→ **What to work on**
Would you retype every line below without changing anything?

Records START

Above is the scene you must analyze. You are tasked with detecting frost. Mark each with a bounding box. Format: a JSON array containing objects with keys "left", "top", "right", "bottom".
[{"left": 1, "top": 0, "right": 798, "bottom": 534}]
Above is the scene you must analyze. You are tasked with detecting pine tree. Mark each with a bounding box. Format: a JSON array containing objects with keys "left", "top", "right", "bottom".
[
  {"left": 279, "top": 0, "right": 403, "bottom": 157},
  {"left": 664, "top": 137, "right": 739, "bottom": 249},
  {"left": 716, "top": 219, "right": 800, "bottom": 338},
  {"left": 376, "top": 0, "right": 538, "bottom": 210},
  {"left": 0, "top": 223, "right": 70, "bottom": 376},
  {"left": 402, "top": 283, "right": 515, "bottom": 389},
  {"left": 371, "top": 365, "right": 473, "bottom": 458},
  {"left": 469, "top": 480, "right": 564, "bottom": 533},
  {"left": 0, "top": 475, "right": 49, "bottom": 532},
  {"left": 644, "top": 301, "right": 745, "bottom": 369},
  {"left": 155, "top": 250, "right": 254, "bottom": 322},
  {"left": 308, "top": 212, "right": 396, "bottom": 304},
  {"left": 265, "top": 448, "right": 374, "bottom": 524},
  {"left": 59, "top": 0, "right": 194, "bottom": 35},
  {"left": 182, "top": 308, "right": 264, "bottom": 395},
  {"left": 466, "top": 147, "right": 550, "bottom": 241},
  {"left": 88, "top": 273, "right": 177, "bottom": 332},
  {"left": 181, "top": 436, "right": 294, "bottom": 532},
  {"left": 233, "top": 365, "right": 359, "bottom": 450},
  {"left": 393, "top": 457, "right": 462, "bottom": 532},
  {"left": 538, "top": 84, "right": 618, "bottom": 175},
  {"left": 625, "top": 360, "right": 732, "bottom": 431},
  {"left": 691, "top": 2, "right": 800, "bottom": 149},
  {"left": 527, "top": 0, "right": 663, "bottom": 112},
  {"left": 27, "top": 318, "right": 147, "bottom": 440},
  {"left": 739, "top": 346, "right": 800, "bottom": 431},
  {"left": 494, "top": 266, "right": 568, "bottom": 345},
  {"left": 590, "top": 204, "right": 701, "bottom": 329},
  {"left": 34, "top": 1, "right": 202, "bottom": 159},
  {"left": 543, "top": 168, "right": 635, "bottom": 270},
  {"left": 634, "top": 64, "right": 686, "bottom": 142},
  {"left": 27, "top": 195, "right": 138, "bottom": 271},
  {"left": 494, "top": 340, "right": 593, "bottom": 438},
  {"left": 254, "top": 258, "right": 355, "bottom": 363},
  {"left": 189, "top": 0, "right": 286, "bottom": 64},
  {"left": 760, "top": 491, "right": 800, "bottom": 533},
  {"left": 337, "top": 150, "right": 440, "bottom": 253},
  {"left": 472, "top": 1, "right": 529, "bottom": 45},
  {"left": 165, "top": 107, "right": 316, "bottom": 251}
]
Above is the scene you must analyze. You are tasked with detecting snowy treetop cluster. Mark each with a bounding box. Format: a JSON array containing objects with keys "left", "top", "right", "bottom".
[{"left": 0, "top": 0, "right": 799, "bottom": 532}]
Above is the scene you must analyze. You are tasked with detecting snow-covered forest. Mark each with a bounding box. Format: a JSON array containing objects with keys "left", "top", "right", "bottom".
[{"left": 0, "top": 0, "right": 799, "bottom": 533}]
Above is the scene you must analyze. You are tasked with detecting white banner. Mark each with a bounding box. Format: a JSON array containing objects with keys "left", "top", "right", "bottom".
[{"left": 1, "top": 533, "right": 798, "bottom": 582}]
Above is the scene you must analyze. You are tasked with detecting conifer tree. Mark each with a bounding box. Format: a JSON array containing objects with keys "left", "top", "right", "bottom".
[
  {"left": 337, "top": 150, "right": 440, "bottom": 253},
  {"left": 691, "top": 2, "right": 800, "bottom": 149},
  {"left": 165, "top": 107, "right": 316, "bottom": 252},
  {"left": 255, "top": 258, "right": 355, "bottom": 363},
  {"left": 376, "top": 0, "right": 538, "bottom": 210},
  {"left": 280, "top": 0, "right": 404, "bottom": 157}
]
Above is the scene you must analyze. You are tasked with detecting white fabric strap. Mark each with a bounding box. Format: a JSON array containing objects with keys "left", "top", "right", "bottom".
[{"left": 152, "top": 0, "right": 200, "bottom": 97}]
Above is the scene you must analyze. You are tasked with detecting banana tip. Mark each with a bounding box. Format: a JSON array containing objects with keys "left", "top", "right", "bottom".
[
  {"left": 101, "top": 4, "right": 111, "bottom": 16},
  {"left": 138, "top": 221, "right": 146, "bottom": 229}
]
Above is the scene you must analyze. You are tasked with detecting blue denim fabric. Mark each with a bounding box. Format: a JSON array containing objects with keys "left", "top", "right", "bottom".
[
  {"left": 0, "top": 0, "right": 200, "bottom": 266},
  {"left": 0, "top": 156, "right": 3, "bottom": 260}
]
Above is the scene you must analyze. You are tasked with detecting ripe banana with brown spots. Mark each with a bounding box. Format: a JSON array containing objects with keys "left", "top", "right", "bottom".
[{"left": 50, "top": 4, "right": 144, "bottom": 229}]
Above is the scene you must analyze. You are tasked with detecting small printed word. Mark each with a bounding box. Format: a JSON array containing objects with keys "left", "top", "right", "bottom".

Records END

→ **Written solution**
Above is the scene you must analyze. You are tasked with detecting frost. Mark each with a bounding box. Format: a JSON array containing objects with keys "left", "top", "right", "bottom".
[{"left": 1, "top": 0, "right": 798, "bottom": 534}]
Above is the scene you must analyze. You are tasked with detecting pine tree. Mark each with a bounding box. Format: a JSON array containing objects with keys "left", "top", "right", "bottom".
[
  {"left": 279, "top": 0, "right": 403, "bottom": 157},
  {"left": 664, "top": 137, "right": 739, "bottom": 249},
  {"left": 716, "top": 219, "right": 800, "bottom": 338},
  {"left": 376, "top": 0, "right": 538, "bottom": 210},
  {"left": 0, "top": 223, "right": 70, "bottom": 376},
  {"left": 402, "top": 283, "right": 515, "bottom": 389},
  {"left": 371, "top": 365, "right": 473, "bottom": 458},
  {"left": 469, "top": 480, "right": 564, "bottom": 533},
  {"left": 0, "top": 475, "right": 49, "bottom": 532},
  {"left": 644, "top": 301, "right": 745, "bottom": 369},
  {"left": 155, "top": 250, "right": 254, "bottom": 322},
  {"left": 308, "top": 212, "right": 396, "bottom": 304},
  {"left": 265, "top": 448, "right": 374, "bottom": 524},
  {"left": 59, "top": 0, "right": 194, "bottom": 35},
  {"left": 182, "top": 308, "right": 264, "bottom": 395},
  {"left": 466, "top": 147, "right": 550, "bottom": 241},
  {"left": 88, "top": 273, "right": 177, "bottom": 332},
  {"left": 181, "top": 436, "right": 294, "bottom": 532},
  {"left": 233, "top": 365, "right": 359, "bottom": 450},
  {"left": 393, "top": 457, "right": 462, "bottom": 532},
  {"left": 538, "top": 84, "right": 618, "bottom": 175},
  {"left": 625, "top": 360, "right": 732, "bottom": 431},
  {"left": 691, "top": 2, "right": 800, "bottom": 149},
  {"left": 527, "top": 0, "right": 663, "bottom": 112},
  {"left": 27, "top": 318, "right": 147, "bottom": 440},
  {"left": 739, "top": 346, "right": 800, "bottom": 431},
  {"left": 494, "top": 266, "right": 568, "bottom": 345},
  {"left": 590, "top": 204, "right": 701, "bottom": 329},
  {"left": 34, "top": 1, "right": 202, "bottom": 159},
  {"left": 543, "top": 168, "right": 635, "bottom": 270},
  {"left": 634, "top": 64, "right": 686, "bottom": 142},
  {"left": 27, "top": 195, "right": 138, "bottom": 271},
  {"left": 494, "top": 340, "right": 593, "bottom": 438},
  {"left": 254, "top": 258, "right": 355, "bottom": 363},
  {"left": 189, "top": 0, "right": 286, "bottom": 64},
  {"left": 760, "top": 491, "right": 800, "bottom": 533},
  {"left": 337, "top": 150, "right": 440, "bottom": 253},
  {"left": 472, "top": 1, "right": 529, "bottom": 45},
  {"left": 165, "top": 107, "right": 316, "bottom": 251}
]
Above is the scene you must analyze. You are tasked with detecting snowy treetop cluster. Mark each with a bounding box. Format: a JSON array containing objects with keys "left", "top", "right", "bottom".
[{"left": 0, "top": 0, "right": 799, "bottom": 532}]
Above is the scene you must analyze. You are tasked with detecting snow-covered forest. Mark each with a bounding box. Format: a JSON array containing objects with keys "left", "top", "right", "bottom".
[{"left": 0, "top": 0, "right": 799, "bottom": 533}]
Above is the scene you must analyze. You are tasked with detecting white banner. Mark each with a bounding box. Format: a JSON array containing objects with keys "left", "top", "right", "bottom".
[{"left": 1, "top": 533, "right": 798, "bottom": 582}]
Above is the scene you must analyze. You are tasked with detecting conifer tree. Mark each with a bounding box. Format: a JSON array containing objects with keys "left", "top", "right", "bottom".
[
  {"left": 337, "top": 150, "right": 440, "bottom": 253},
  {"left": 691, "top": 2, "right": 800, "bottom": 149},
  {"left": 165, "top": 107, "right": 316, "bottom": 252},
  {"left": 255, "top": 258, "right": 355, "bottom": 363},
  {"left": 376, "top": 0, "right": 538, "bottom": 210},
  {"left": 280, "top": 0, "right": 404, "bottom": 157}
]
Above is the scene you must analyze. You are tasked with detecting white fabric strap. Mark each with a bounding box. Format: a JSON array containing objects with keys "left", "top", "right", "bottom".
[{"left": 152, "top": 0, "right": 200, "bottom": 97}]
Above is the scene you must analyze. You are tasked with detecting banana tip. Mark each with a bounding box. Format: a JSON array containing objects with keys "left", "top", "right", "bottom".
[
  {"left": 101, "top": 4, "right": 111, "bottom": 16},
  {"left": 138, "top": 221, "right": 146, "bottom": 229}
]
Above is the scene you must analyze. You are tasked with detecting blue denim fabric. Mark each with a bounding box. Format: a JSON array containing objects with keys "left", "top", "right", "bottom".
[
  {"left": 0, "top": 0, "right": 200, "bottom": 266},
  {"left": 0, "top": 156, "right": 3, "bottom": 260}
]
Above is the scene you must analyze. You are tasked with detecting ripe banana with brown spots. Mark each with a bounding box. Format: a JSON array containing objects with keys "left", "top", "right", "bottom".
[{"left": 50, "top": 4, "right": 144, "bottom": 229}]
Above is the scene you must analyze. You are tasked with detecting small printed word. Mark each with a bounding box. Format: a JSON array containing objects with keys "left", "top", "right", "bottom".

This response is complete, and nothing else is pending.